Assigned task » Print each entry word for word.

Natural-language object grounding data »
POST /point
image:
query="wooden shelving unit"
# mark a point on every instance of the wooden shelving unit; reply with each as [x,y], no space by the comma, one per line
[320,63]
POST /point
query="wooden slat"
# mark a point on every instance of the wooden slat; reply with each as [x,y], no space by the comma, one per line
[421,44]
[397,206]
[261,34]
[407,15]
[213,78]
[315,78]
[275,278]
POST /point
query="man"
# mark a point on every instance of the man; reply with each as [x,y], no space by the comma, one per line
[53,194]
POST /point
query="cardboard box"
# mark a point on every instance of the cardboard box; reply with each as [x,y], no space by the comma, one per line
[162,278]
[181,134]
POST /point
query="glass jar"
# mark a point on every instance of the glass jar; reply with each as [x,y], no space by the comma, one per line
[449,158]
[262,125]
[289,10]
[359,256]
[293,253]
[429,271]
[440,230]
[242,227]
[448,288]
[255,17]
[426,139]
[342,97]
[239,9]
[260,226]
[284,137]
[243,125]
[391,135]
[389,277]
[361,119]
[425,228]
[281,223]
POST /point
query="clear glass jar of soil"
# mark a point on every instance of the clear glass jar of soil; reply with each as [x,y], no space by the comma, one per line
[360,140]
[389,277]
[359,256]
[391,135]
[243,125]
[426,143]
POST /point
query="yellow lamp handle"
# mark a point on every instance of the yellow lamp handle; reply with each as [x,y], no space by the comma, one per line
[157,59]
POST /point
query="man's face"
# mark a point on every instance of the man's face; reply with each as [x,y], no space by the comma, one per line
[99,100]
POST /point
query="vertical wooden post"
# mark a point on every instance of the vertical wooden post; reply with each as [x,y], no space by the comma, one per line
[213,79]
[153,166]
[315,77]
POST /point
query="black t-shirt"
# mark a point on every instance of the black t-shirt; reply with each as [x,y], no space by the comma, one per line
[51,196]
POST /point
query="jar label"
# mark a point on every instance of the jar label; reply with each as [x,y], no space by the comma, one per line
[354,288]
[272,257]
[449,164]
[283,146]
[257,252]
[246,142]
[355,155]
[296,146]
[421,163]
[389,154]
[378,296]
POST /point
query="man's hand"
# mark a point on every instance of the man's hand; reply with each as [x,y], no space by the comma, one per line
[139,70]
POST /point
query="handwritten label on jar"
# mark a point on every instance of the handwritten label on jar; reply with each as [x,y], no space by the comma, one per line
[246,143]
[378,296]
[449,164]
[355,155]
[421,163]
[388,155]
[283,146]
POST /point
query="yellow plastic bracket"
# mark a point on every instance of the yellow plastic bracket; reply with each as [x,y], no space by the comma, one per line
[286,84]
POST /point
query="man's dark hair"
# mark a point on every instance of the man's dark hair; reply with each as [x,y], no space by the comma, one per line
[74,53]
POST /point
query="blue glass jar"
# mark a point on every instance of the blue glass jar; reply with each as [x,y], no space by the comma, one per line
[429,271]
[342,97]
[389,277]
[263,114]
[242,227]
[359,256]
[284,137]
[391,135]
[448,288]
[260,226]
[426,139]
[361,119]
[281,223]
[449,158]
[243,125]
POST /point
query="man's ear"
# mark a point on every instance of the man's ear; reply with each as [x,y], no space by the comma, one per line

Answer space »
POST /point
image:
query="wooden shelving unit"
# mark a point on every instance of the wooden shelving unit; reply with each as [x,y], no space by the comma, one per line
[320,63]
POST /point
query="wooden slat"
# mark a point on every instance of the wooden slat; reply with each as [x,y], no space by the comma, one per line
[421,44]
[397,206]
[261,34]
[407,15]
[213,78]
[315,78]
[275,278]
POST /point
query="man"
# mark a point on every instance of the man; reply with each as [x,y], no space by the comma, one per line
[53,194]
POST /point
query="cardboard box"
# mark a point on every instance of the cardboard box; reply with each as [x,y], no space by the comma, one per line
[162,278]
[181,134]
POST /point
query="glass jar"
# mark a point on every instance of the glass jar; reply with each as [x,y], no space by the comma, one per line
[449,158]
[262,125]
[289,10]
[359,256]
[293,253]
[429,271]
[440,230]
[242,227]
[448,288]
[255,17]
[426,139]
[342,97]
[239,9]
[260,226]
[284,137]
[243,125]
[391,135]
[389,277]
[361,119]
[425,228]
[281,223]
POST /point
query="clear glass jar of soil"
# mark a point on every instance of the clear glass jar of soil; reply with each as [x,y], no space by the comma, one per line
[360,140]
[389,277]
[359,256]
[391,135]
[243,125]
[426,143]
POST /point
query="yellow lamp handle"
# mark a point on every instance of the yellow lamp handle; reply with each as [x,y], no space by the comma, one per line
[157,59]
POST /point
query="man's face"
# mark a point on every instance of the man's face; reply with each as [x,y], no space by the comma, one per line
[99,100]
POST /point
query="vertical wooden post"
# mark a point on every instance of the vertical wooden post; reply with each as [x,y], no space by the comma, one per line
[213,79]
[153,166]
[315,77]
POST /point
query="black t-shirt"
# mark a point on every instance of the black t-shirt; reply with each as [x,y], no space by the comma, one per line
[51,196]
POST /point
query="jar label"
# mark a point on every instance of the jar label; reply with each as [x,y], no space by the comma, one per line
[354,288]
[272,257]
[449,164]
[283,146]
[257,252]
[246,142]
[355,155]
[296,146]
[421,163]
[389,154]
[378,296]
POST /point
query="man's hand"
# mark a point on every instance of the man's hand; reply with each as [x,y], no space by the comma, one per line
[139,70]
POST /point
query="handwritten label on jar"
# mark a point on every instance of the handwritten label on jar; reply with each as [x,y], no space by the comma, one per line
[246,143]
[378,296]
[449,164]
[355,155]
[421,163]
[388,155]
[283,146]
POST /point
query="yellow plastic bracket"
# mark a point on every instance of the yellow plastic bracket; reply with each as [x,y], no space by the comma, one per line
[286,84]
POST /point
query="man's dark hair"
# mark a point on every instance of the man's dark hair; reply with each as [x,y], no space by the comma, one per line
[74,53]
POST /point
query="blue glass jar"
# mark a point on every instance of the blue glass jar; reply with each as [x,y], no space by the comma, one per line
[429,271]
[342,97]
[389,277]
[263,114]
[242,227]
[359,256]
[284,137]
[391,135]
[448,288]
[260,226]
[426,139]
[361,119]
[281,223]
[449,158]
[243,125]
POST /point
query="man's ear"
# mark a point on every instance of the man's ear; reply with each as [x,y], no space by the comma, one per line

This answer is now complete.